# Start of Supplied records
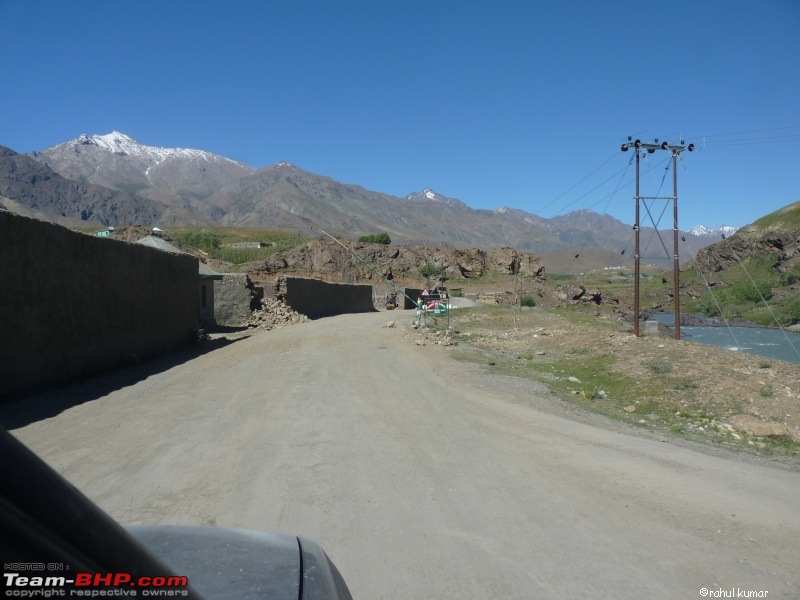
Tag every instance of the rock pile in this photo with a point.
(273, 314)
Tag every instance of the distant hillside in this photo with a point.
(36, 188)
(198, 187)
(177, 177)
(760, 262)
(584, 260)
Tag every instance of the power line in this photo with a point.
(580, 182)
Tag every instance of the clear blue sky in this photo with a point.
(495, 103)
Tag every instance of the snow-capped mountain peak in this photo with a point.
(725, 230)
(428, 195)
(124, 145)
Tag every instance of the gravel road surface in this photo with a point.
(421, 477)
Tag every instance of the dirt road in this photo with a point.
(420, 476)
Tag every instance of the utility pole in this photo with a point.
(639, 146)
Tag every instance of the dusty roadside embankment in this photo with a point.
(420, 476)
(692, 390)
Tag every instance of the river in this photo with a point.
(771, 343)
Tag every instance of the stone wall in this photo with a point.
(315, 298)
(72, 303)
(235, 298)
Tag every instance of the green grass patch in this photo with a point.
(213, 241)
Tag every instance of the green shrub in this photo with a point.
(659, 367)
(204, 240)
(376, 238)
(429, 270)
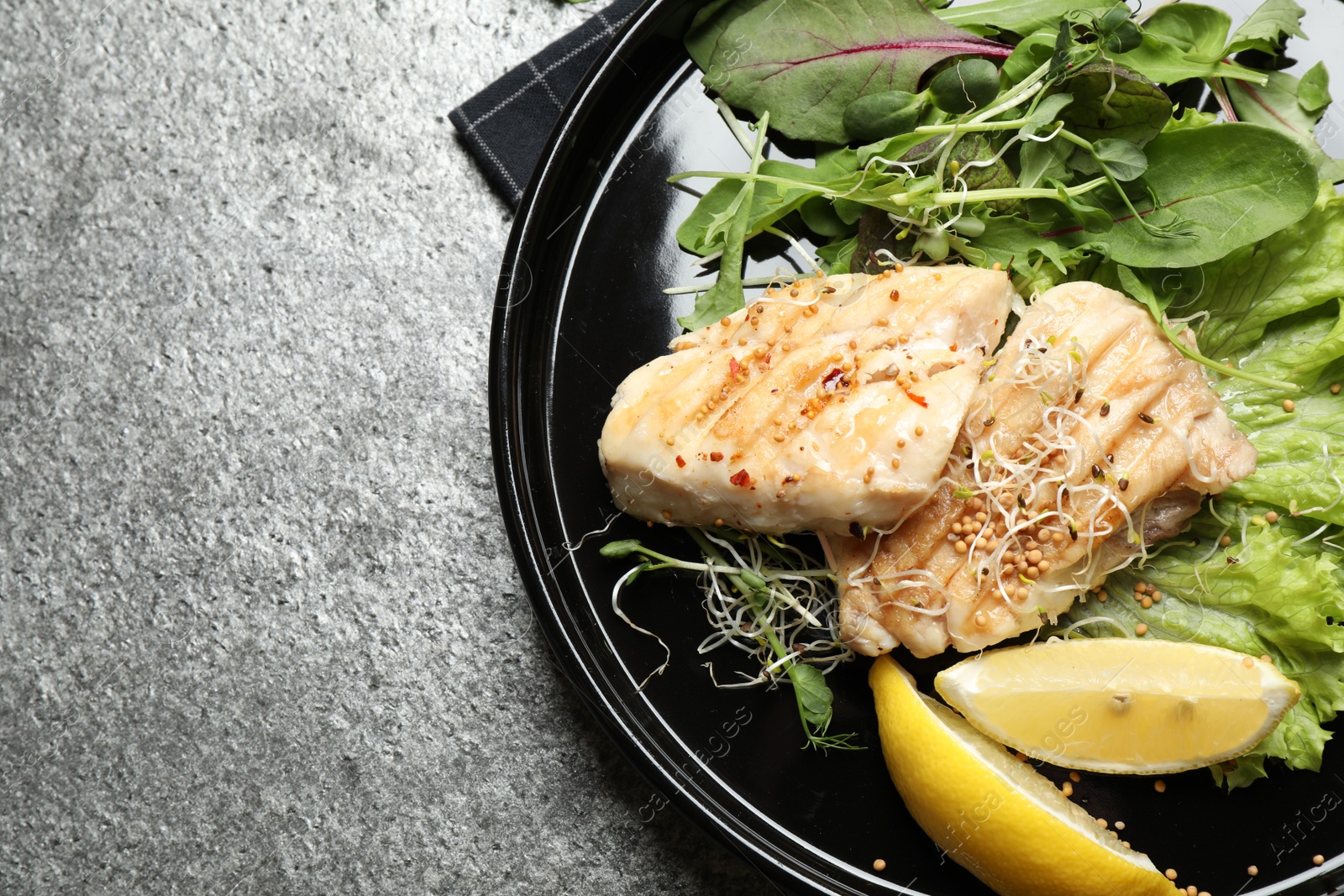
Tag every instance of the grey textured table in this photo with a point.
(260, 627)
# End of Supplied records
Rewrite all the rows above, replacing every "Tag" with "Mark" and changing nothing else. Leave the pictures out.

### Written response
Mark every instance of the rock pile in this photo with a point.
(273, 314)
Mark every instance of the distant hillside in this photo with a point.
(36, 188)
(198, 187)
(177, 177)
(760, 262)
(584, 260)
Mark every instance of the power line in this photo with a point.
(580, 182)
Mark every instance of the clear blue sky in this photo with a point.
(495, 103)
Mark every instance of the snow-capped mountain peak in this photo with a point.
(725, 230)
(428, 195)
(124, 145)
Mark every instance of the gravel road surface in this photo with a point.
(421, 477)
Mark every instance of the dirt road in this photo with a point.
(420, 476)
Mark every instance of the utility pole in this photo with a point.
(639, 146)
Mark every instance of the dusty roadside embankment in this photo with a point.
(420, 476)
(692, 390)
Mark every instance of the river in this photo with a point.
(771, 343)
Mark every instance of the stone wall in this photo with a point.
(315, 298)
(72, 303)
(235, 298)
Mark every instance of the green grass patch in this photo with a point.
(213, 241)
Mark every instance of the green shrub in this photo with a point.
(659, 367)
(204, 240)
(376, 238)
(429, 270)
Mark every instance of the grey textured table in this photo with a point.
(260, 627)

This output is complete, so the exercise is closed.